Written exercise – Pick out each line in the rows below that contains the word "outside", and copy those lines.

— start of Exercise material —

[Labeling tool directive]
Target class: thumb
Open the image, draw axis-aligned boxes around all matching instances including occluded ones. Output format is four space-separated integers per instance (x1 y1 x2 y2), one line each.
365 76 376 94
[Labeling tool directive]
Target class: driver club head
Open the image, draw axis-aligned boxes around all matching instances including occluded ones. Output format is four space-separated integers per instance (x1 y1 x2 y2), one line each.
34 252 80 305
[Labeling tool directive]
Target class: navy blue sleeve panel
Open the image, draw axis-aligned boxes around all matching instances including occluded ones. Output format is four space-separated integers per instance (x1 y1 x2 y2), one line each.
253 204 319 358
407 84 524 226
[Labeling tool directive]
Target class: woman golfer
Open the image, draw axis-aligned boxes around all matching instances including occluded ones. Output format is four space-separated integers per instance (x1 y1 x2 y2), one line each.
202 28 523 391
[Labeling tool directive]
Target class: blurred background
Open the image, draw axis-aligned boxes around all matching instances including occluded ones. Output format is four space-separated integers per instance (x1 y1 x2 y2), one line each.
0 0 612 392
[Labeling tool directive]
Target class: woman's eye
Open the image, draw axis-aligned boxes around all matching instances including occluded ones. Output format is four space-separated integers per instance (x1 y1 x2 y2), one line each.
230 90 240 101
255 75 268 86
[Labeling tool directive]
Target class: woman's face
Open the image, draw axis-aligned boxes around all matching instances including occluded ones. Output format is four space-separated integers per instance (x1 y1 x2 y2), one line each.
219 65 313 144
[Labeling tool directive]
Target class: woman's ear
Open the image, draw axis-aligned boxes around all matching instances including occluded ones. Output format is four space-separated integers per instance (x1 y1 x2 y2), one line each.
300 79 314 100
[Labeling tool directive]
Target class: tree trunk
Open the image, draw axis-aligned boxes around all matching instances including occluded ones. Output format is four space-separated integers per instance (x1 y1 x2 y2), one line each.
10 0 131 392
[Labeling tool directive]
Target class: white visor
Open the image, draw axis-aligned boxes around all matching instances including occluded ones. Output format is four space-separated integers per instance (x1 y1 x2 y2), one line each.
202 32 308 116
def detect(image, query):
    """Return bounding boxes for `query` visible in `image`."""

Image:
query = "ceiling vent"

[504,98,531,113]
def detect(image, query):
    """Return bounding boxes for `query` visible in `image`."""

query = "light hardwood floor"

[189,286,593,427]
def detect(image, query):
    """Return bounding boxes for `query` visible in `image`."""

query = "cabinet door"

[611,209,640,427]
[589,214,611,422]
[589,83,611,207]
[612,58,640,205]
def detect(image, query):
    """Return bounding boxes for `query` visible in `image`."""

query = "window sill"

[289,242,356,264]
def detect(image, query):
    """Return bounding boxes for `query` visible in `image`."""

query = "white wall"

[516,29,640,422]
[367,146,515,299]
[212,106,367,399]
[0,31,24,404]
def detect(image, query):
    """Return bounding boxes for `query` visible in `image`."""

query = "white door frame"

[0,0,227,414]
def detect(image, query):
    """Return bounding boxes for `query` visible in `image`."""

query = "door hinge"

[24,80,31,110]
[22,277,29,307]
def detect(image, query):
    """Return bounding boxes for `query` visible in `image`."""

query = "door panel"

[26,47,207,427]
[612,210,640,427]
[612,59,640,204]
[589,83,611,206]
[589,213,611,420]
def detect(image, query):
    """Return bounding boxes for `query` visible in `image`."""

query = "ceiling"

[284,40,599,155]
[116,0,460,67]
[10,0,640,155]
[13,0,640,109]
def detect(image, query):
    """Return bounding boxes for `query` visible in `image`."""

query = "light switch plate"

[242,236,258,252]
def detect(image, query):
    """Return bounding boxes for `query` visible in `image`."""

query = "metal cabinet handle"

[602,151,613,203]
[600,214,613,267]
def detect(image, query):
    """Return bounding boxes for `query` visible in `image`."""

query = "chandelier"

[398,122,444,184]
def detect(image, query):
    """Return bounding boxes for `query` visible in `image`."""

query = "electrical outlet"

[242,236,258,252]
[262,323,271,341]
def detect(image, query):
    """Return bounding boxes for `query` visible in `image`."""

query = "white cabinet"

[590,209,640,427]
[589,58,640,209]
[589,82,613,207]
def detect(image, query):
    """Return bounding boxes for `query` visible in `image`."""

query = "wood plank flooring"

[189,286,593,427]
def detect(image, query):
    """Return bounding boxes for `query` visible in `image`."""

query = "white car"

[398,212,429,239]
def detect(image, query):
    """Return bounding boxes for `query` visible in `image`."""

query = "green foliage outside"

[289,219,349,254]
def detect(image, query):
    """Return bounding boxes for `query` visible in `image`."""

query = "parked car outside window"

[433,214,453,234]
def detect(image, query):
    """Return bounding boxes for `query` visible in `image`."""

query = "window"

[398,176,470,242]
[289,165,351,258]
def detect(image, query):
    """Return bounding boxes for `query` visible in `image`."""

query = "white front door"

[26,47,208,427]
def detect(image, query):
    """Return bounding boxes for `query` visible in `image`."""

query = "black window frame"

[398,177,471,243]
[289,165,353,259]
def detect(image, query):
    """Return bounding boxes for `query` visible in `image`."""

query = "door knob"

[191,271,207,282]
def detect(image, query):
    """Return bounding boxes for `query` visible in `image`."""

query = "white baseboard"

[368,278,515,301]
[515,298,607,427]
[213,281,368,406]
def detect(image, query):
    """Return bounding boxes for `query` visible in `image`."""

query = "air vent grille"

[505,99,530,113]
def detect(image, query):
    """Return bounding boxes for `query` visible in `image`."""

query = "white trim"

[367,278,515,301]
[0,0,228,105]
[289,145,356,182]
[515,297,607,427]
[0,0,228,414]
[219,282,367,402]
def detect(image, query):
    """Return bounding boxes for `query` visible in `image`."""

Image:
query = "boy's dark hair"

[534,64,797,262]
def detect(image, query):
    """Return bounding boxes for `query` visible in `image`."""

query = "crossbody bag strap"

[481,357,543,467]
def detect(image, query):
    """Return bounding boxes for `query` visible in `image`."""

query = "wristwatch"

— end of Exercise material —

Solved problem –
query = "green foliage outside"
query = "parked car outside window"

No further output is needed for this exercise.